**Instruction**
Pull out every line of the material that contains the word "conifer", and copy each one in full.

[Data listing]
┌────────

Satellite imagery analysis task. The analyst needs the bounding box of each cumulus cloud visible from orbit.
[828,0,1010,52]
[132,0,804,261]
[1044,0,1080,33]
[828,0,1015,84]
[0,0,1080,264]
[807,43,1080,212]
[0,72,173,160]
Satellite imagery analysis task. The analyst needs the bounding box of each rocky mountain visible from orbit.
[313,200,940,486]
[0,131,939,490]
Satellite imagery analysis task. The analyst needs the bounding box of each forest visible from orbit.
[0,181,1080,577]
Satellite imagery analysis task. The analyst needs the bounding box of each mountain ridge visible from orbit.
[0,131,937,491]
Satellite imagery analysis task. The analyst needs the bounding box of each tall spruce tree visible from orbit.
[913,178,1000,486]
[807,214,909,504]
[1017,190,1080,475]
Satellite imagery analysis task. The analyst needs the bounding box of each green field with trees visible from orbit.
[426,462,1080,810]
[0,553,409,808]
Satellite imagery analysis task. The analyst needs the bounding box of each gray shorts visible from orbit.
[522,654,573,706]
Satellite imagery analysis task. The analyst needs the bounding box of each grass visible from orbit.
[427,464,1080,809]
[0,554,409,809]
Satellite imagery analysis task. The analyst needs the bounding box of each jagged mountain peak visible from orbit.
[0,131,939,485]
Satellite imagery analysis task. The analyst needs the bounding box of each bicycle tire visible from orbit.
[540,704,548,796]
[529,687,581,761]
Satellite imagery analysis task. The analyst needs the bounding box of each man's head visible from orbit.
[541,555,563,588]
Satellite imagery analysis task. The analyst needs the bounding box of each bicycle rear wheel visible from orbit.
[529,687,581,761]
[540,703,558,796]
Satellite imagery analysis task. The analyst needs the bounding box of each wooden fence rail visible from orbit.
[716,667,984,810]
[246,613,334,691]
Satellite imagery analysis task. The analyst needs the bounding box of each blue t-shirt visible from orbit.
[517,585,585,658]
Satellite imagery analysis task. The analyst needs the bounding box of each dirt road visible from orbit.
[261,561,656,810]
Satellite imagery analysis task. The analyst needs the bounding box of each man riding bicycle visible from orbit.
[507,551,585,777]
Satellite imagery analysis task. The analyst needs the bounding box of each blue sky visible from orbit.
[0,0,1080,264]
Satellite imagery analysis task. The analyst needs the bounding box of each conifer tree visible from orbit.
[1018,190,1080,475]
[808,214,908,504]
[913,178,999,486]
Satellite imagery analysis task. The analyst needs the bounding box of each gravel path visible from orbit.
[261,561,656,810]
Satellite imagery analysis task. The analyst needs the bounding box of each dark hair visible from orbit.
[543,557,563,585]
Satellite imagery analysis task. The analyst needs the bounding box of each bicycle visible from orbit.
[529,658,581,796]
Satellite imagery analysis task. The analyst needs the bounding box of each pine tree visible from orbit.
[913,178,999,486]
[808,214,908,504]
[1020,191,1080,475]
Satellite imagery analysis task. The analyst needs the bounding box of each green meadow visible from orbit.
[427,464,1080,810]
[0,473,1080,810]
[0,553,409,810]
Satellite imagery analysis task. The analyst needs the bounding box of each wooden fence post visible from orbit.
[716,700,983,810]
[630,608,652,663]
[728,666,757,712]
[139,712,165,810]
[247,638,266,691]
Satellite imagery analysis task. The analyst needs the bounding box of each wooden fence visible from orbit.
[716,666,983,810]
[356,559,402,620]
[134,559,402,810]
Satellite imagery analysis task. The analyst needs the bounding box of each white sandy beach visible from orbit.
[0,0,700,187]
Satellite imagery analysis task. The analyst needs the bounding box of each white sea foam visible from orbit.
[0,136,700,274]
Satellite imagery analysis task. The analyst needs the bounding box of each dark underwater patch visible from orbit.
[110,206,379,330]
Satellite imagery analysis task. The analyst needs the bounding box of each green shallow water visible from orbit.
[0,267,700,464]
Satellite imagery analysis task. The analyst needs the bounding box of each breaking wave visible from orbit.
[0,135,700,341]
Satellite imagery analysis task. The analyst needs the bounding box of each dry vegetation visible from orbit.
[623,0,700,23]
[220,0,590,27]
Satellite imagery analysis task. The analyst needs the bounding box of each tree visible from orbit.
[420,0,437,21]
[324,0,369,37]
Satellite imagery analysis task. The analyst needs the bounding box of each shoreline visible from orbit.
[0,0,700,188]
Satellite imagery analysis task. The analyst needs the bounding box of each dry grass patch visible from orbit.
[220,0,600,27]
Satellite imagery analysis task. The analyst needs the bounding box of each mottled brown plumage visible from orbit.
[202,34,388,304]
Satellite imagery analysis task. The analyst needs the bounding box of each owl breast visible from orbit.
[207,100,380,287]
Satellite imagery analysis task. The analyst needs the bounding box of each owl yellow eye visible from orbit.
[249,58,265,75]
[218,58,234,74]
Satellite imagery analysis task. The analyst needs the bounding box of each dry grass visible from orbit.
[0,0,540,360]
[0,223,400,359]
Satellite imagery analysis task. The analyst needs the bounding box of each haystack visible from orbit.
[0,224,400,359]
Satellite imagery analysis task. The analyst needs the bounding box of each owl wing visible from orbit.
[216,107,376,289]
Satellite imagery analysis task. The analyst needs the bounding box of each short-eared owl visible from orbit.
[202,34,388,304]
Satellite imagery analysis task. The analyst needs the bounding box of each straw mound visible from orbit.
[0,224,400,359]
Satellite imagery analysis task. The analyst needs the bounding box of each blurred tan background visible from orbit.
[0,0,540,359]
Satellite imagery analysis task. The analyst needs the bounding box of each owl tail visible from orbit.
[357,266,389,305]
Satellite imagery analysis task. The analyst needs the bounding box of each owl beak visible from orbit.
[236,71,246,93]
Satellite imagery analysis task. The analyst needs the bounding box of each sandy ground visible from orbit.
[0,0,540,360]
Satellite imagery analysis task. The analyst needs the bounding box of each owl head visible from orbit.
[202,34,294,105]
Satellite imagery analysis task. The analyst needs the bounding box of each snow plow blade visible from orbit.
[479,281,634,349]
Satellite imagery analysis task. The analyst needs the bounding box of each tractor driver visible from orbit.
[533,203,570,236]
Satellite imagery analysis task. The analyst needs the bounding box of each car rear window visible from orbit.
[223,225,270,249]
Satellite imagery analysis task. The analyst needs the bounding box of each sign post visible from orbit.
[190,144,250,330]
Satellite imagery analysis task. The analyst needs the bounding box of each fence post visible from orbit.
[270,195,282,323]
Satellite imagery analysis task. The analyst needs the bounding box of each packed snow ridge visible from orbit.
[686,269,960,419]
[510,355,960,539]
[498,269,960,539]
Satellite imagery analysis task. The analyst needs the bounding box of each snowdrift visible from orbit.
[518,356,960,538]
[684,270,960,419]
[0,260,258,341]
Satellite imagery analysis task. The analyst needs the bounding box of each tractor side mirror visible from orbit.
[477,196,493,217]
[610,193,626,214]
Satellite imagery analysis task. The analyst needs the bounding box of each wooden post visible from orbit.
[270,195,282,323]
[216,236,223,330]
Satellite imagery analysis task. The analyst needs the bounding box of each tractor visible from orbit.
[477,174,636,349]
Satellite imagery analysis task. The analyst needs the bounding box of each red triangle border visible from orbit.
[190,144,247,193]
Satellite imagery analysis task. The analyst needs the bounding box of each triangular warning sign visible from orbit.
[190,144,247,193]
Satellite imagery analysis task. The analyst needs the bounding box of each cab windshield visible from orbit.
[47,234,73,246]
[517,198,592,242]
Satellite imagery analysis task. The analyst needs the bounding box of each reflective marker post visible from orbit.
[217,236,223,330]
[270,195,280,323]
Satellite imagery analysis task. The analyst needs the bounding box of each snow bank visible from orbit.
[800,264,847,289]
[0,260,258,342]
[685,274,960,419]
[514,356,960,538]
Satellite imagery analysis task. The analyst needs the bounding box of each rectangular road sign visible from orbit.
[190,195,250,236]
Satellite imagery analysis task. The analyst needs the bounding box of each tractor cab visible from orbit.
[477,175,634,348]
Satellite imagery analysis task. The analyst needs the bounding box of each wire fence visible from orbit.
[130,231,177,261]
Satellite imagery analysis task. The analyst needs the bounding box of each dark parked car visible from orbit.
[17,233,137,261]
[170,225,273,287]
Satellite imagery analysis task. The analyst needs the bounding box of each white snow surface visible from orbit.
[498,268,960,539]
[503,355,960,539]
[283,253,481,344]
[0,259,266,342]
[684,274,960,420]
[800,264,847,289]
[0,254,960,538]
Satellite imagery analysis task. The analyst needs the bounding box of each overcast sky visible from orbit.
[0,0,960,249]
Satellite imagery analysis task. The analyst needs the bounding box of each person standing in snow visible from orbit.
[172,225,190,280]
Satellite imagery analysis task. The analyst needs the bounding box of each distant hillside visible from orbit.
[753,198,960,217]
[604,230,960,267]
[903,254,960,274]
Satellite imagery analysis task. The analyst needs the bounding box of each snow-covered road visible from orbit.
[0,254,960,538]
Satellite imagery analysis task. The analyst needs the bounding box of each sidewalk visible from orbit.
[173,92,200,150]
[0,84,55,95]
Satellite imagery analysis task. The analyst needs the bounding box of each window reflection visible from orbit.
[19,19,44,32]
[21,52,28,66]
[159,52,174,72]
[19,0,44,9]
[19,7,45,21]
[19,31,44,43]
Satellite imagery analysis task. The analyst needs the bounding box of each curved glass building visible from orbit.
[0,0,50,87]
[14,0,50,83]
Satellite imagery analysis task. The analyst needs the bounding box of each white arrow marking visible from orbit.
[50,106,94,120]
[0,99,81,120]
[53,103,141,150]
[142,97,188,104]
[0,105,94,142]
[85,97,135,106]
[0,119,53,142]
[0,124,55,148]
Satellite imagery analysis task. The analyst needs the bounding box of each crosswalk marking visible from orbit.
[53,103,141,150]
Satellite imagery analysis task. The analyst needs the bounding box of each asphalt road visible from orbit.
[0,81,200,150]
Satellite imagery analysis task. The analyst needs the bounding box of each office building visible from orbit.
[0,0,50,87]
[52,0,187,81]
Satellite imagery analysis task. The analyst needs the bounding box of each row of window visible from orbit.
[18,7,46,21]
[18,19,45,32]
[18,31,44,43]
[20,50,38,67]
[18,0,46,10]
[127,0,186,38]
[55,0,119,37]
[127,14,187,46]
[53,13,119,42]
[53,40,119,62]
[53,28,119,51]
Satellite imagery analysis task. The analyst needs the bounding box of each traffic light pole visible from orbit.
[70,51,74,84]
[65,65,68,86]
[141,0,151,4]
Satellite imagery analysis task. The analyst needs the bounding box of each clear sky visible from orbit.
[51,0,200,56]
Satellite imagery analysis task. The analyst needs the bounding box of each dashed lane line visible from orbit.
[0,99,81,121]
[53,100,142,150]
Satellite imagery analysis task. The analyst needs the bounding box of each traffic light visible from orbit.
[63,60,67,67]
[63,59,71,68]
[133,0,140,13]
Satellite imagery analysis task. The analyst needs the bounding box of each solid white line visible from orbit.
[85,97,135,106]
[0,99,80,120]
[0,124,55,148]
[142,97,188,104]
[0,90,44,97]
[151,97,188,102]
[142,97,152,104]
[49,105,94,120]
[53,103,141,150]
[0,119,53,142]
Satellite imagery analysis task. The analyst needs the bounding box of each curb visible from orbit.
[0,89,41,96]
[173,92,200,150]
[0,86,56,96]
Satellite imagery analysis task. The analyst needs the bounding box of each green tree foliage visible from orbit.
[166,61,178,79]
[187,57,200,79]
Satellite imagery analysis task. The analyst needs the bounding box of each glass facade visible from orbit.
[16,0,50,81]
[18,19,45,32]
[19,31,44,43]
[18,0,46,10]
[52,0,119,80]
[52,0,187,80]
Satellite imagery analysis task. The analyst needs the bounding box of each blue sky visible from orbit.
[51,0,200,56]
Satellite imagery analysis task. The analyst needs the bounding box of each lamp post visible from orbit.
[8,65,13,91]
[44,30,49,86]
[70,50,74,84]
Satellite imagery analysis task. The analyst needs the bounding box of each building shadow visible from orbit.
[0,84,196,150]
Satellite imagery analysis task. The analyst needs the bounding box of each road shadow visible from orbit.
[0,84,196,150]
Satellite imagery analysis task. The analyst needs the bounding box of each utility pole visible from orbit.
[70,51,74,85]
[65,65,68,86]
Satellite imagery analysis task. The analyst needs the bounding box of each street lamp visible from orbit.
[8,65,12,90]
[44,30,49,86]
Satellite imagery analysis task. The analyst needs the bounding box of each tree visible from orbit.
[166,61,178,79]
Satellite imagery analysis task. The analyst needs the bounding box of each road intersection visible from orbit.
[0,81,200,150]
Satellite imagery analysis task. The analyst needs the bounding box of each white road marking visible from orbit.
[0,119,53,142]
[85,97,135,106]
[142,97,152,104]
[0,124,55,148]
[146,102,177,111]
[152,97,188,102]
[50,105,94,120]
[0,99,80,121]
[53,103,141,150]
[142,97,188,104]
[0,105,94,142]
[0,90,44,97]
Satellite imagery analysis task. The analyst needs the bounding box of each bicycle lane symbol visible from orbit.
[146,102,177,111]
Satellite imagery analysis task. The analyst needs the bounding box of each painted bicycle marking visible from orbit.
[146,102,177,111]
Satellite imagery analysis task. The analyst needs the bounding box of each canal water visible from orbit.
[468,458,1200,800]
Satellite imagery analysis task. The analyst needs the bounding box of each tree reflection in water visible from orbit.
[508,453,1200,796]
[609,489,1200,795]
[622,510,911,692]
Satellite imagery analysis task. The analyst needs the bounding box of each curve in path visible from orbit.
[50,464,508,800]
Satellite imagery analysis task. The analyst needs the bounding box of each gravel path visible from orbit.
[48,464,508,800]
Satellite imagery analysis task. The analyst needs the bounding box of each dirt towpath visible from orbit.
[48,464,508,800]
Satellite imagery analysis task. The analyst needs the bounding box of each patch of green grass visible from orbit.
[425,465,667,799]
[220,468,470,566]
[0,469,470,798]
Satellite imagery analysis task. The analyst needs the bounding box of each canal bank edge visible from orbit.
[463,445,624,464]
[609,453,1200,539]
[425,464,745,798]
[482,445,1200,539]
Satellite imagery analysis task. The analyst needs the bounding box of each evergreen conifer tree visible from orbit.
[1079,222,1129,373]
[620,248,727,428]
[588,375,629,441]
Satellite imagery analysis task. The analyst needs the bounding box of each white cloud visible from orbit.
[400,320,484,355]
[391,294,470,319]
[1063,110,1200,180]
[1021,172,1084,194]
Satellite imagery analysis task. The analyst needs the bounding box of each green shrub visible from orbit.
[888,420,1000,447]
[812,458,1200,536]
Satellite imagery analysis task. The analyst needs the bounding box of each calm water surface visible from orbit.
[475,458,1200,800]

└────────

**Solution for this task**
Satellite imagery analysis task. The analyst needs the bounding box of each conifer tree visible from orbit.
Satellite imagery analysis task. The analyst needs the bounding box of each evergreen conifer tree visible from orbit.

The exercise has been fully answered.